-- Start Information given --

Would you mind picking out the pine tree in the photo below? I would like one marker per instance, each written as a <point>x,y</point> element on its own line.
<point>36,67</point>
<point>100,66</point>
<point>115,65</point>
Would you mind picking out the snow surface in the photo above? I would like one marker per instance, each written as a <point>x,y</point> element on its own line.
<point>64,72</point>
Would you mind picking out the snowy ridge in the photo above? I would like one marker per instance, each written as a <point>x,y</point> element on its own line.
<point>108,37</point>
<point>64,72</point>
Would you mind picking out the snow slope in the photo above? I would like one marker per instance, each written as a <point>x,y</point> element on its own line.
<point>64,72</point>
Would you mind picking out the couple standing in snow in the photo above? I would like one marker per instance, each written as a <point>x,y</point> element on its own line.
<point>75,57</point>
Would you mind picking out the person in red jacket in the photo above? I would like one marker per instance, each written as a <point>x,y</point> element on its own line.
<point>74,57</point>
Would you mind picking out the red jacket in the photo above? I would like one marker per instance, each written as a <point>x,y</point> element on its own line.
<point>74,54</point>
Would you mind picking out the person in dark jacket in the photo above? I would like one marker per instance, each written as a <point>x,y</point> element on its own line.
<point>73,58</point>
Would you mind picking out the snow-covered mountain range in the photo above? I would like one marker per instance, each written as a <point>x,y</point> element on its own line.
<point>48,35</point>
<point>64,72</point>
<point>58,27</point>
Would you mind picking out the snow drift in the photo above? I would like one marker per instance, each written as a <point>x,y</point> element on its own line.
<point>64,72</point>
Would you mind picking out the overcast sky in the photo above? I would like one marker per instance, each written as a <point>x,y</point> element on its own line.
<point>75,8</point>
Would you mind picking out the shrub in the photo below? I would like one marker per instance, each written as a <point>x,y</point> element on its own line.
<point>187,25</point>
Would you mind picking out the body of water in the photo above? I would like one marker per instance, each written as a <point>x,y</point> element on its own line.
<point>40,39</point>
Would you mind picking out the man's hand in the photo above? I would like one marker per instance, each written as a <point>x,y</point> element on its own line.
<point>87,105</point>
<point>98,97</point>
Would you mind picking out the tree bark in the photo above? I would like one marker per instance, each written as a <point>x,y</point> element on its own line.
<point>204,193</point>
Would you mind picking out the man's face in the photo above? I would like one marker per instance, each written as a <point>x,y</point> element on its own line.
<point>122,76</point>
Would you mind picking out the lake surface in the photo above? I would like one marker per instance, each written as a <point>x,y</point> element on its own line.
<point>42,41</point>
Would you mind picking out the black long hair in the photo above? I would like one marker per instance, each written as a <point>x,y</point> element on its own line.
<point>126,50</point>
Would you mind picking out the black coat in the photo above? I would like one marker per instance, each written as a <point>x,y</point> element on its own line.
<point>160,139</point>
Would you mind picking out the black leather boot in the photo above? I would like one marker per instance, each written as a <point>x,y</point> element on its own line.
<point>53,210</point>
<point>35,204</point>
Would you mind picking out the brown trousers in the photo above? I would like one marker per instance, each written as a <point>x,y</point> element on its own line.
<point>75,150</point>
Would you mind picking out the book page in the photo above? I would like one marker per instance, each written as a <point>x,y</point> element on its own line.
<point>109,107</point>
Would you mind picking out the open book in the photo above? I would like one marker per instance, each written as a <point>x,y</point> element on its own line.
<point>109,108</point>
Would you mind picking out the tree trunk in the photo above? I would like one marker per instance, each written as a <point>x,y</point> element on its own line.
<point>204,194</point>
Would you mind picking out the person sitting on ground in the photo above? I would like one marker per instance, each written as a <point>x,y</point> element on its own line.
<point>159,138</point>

-- End Information given --

What is needed -> Update all of the rows above by replacing "one marker per instance" with "one point per instance" wherever it occurs. Leave every other part of the rows as it is.

Reply to the exercise ->
Would you mind picking out the pine tree in the photo below? I would like one point per instance, each written as a <point>x,y</point> element on its own line.
<point>36,67</point>
<point>100,66</point>
<point>115,65</point>
Would you mind picking out the snow surface in the photo above? I would like one point per instance, each written as a <point>x,y</point> element on its own line.
<point>64,72</point>
Would you mind picking out the snowy ridge in the photo above? I would like one point per instance, each written as a <point>x,y</point> element on its own line.
<point>108,37</point>
<point>64,72</point>
Would you mind picking out the snow slope in the photo above? I would like one point per instance, each written as a <point>x,y</point> element on its own line.
<point>64,72</point>
Would you mind picking out the couple standing in snow in the photo above? I would like one point per instance, each written as a <point>x,y</point> element on its own line.
<point>75,57</point>
Would you mind picking out the person in red jacket in the photo above? I would like one point per instance, each written as a <point>x,y</point> element on its own line.
<point>74,57</point>
Would you mind picking out the red jacket in the photo above? I would like one point per instance, each written as a <point>x,y</point> element on its own line.
<point>74,54</point>
Would you mind picking out the person in dark jacket in the photo above? I would like one point per instance, each written as a <point>x,y</point> element on its own line.
<point>73,58</point>
Would you mind picking out the snow-covered mountain range in the photo above? I would like one point per instance, each written as a <point>x,y</point> element on its own line.
<point>48,35</point>
<point>64,72</point>
<point>58,27</point>
Would you mind picking out the snow drift in the photo above? I would like one point per instance, each written as a <point>x,y</point> element on its own line.
<point>64,72</point>
Would you mind picking out the overcast sky in the photo above? I would like one point per instance, each written as a <point>x,y</point> element on its own line.
<point>75,8</point>
Would you mind picking out the shrub in the photo below? I would like one point per instance, each written as a <point>x,y</point> element on its own line.
<point>187,25</point>
Would you mind picking out the body of water in the photo above? I would like one point per instance, each written as a <point>x,y</point> element on its own line.
<point>40,39</point>
Would you mind picking out the man's hand in the photo above? I would like one point per instance, each written as a <point>x,y</point> element on its own line.
<point>87,105</point>
<point>98,97</point>
Would you mind picking out the tree bark in the photo above? I would like one point per instance, each written as a <point>x,y</point> element on its own line.
<point>204,193</point>
Would you mind picking out the man's face in the photo above? I would like one point per instance, each written as a <point>x,y</point> element on its own line.
<point>122,76</point>
Would you mind picking out the lake surface in the photo above? I would like one point per instance, each written as a <point>x,y</point> element on its own line.
<point>42,41</point>
Would you mind picking out the black long hair in the photo above? I would like one point per instance, each written as a <point>x,y</point> element on its own line.
<point>126,50</point>
Would you mind picking out the black coat in the photo above? I would like one point per instance, each written as a <point>x,y</point> element on its own line.
<point>160,139</point>
Would you mind picking out the black leather boot in the photo above? I would like one point per instance, each written as a <point>x,y</point> element on its own line.
<point>53,210</point>
<point>35,204</point>
Would you mind picking out the brown trousers in the photo above? I would like one point per instance, each written as a <point>x,y</point> element on its own line.
<point>75,150</point>
Would you mind picking out the book page in the photo above? I would like one point per instance, each written as a <point>x,y</point> element on its own line.
<point>109,107</point>
Would you mind picking out the open book in the photo above? I would like one point per instance, each written as a <point>x,y</point> element on its own line.
<point>109,108</point>
Would you mind picking out the tree trunk in the photo above? I would like one point per instance, each written as a <point>x,y</point> element on its own line.
<point>204,194</point>
Would you mind picking out the person sitting on ground in the photo above? I would like one point per instance, each written as a <point>x,y</point> element on its own line.
<point>159,138</point>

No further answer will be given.